Leaving the Hospital With Two Deadlines
The day I was discharged from the hospital, I had two timelines. One came from my neurologist to meet motor and cognitive goals, the other from my bank because my mortgage payment wasn’t going to pause. Neither cared that using a trackpad felt like steering a grocery cart with a wet spaghetti noodle. Recovery wasn’t optional. Life kept moving, and the bills didn’t wait for a better version of me to show up.
That’s when I realized this wasn’t just healing. It was a rebuild with no feature freeze, no extra help, and no time extension.
Version 0.1 of Me: Tiny, Testable Wins
To keep going, I broke everything into sprints (calling them sprints in this context seems weird, but that’s really how I approached it).
- ‘Sprint‘ goal: Draw a circle that didn’t look like an accident.
- Backlog: Thumb stability, wrist mobility, pressure control.
- Demo day: Try again tomorrow. Compare. Adjust.
The circles were awkward. But the method helped. Small, measurable wins gave me something to build on. That same thinking later helped me and my team tackle complex releases without overwhelm.
Takeaway: Shrink the unit of progress until momentum feels more powerful than fear.
Finding New North Stars
Before my stroke, I measured success by polished designs, fast delivery, and positive feedback. Those goals made sense when I had full energy and focus.

REQUIRED WORK:
1. Copy the stroke recovery essay from "Version 0.1 of" up to and including "energy and focus.".
2. Write the next part of the stroke recovery essay, starting after its last sentence.
The data after this essay on stroke recovery is separate material.

DATA FOR REVIEW:
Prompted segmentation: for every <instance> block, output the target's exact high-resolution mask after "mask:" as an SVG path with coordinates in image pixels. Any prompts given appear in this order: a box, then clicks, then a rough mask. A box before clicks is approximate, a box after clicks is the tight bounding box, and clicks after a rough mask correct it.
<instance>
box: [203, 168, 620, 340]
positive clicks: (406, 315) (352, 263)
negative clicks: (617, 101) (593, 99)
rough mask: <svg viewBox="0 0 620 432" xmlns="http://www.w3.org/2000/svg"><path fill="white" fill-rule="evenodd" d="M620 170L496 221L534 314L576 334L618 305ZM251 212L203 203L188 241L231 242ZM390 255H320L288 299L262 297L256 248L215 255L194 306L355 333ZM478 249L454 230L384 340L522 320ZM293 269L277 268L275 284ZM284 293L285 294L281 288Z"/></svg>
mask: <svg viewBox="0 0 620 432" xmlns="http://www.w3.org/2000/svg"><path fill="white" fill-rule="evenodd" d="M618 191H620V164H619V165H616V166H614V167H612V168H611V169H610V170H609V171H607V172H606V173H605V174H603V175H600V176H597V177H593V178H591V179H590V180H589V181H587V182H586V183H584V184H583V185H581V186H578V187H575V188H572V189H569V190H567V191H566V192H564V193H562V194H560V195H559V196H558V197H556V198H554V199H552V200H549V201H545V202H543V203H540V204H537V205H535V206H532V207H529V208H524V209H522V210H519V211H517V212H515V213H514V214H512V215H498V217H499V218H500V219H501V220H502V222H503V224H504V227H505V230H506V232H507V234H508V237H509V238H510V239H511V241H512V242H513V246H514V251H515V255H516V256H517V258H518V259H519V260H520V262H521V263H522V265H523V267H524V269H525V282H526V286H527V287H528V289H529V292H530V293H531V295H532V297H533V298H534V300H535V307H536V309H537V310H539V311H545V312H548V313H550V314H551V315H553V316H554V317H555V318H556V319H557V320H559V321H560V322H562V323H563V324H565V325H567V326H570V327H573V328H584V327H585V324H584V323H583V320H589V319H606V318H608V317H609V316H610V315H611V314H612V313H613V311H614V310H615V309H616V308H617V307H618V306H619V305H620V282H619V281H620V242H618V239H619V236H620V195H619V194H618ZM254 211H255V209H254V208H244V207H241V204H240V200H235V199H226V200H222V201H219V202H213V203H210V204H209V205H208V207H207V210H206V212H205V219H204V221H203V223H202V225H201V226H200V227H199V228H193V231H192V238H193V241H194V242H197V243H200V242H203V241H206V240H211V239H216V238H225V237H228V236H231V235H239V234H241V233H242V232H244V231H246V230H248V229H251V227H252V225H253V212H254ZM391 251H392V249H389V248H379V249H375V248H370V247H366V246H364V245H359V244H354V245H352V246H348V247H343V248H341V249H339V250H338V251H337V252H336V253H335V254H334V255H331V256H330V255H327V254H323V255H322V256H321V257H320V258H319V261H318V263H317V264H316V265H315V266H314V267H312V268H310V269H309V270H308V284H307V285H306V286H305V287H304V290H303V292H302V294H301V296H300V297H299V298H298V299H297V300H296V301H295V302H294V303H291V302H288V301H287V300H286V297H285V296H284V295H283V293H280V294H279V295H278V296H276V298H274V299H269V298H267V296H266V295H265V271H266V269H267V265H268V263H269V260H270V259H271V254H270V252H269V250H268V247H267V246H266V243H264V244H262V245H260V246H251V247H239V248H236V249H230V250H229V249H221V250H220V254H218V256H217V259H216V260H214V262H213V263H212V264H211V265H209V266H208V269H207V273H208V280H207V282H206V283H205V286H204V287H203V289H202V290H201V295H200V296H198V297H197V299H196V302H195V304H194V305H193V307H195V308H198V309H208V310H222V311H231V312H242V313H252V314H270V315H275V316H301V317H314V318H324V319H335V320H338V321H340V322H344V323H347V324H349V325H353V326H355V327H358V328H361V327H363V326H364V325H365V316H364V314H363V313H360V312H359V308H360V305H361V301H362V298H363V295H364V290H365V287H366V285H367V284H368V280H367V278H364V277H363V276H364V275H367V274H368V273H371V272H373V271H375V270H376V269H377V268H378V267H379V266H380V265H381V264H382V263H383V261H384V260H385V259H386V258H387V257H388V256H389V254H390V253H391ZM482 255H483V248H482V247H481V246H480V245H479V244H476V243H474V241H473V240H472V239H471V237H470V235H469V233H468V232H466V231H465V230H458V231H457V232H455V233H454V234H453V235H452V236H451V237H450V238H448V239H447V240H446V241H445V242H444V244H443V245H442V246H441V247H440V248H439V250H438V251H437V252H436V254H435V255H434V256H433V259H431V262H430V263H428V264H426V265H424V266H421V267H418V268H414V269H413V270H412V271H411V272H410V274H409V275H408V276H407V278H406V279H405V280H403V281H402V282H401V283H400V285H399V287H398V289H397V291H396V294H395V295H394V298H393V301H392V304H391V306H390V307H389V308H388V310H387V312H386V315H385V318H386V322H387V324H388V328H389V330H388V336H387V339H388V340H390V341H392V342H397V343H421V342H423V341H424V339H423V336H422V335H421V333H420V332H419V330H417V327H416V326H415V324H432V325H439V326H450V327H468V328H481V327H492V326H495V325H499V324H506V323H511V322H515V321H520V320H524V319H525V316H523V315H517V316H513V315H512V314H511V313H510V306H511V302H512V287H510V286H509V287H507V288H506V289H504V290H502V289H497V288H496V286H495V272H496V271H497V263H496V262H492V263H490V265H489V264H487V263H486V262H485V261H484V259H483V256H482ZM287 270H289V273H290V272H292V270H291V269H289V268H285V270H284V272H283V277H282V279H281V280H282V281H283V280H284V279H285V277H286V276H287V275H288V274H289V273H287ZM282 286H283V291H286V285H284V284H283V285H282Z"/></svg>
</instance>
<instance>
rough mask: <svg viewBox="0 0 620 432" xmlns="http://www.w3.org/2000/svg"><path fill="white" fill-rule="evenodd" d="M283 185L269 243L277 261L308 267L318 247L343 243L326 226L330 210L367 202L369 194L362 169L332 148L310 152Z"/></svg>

RESULTS OF THE EXERCISE:
1.
Version 0.1 of Me: Tiny, Testable Wins
To keep going, I broke everything into sprints (calling them sprints in this context seems weird, but that’s really how I approached it).
- ‘Sprint‘ goal: Draw a circle that didn’t look like an accident.
- Backlog: Thumb stability, wrist mobility, pressure control.
- Demo day: Try again tomorrow. Compare. Adjust.
The circles were awkward. But the method helped. Small, measurable wins gave me something to build on. That same thinking later helped me and my team tackle complex releases without overwhelm.
Takeaway: Shrink the unit of progress until momentum feels more powerful than fear.
Finding New North Stars
Before my stroke, I measured success by polished designs, fast delivery, and positive feedback. Those goals made sense when I had full energy and focus.

2.
Afterward, I had to find new north stars. I didn’t lower my expectations, but I learned not to be harsh with myself when things didn’t come together perfectly right away. Instead, I focused on working more efficiently and thoughtfully. The aim was clear, dependable designs that could handle real-world use, even when users struggled or took their time. I also considered whether the team could maintain what we built while operating below full capacity.
This approach helped me hold the bar high while being patient with the process. It made the work feel steadier and more manageable.
I Went From Leader to Individual Contributor
After the stroke, I lost my leadership role and was pushed back to being an individual contributor, starting near the bottom again. I had to come back full-time to pay the bills. Living alone meant there was no option to slow down or take it easy. I had to pick back up like nothing happened. But my body was weak, and my mind tired early in the day. I needed to find a way to work long hours with limited strength, relying on willpower to keep going.
I accepted that I couldn’t control every detail or push through every challenge. So I focused on what I could do:
- Clarity: Writing one-page briefs instead of long presentations.
- Autonomy: Letting the team run experiments without waiting on me.
- Reflection: Honest check-ins on what was working and what felt draining.
Even without a formal leadership title, stepping back helped the team move faster and trust each other more. Sometimes the best way forward is to get out of the way.
Systems Thinking, One Stretch at a Time
When I was learning how to move smoothly again, I noticed something. One small movement depended on several others lining up just right. An action wasn’t just a single part doing its job, but the whole system supporting it in sync.
Turns out, features work the same way.
- Delay in payment load time affects drop-off, which impacts support volume.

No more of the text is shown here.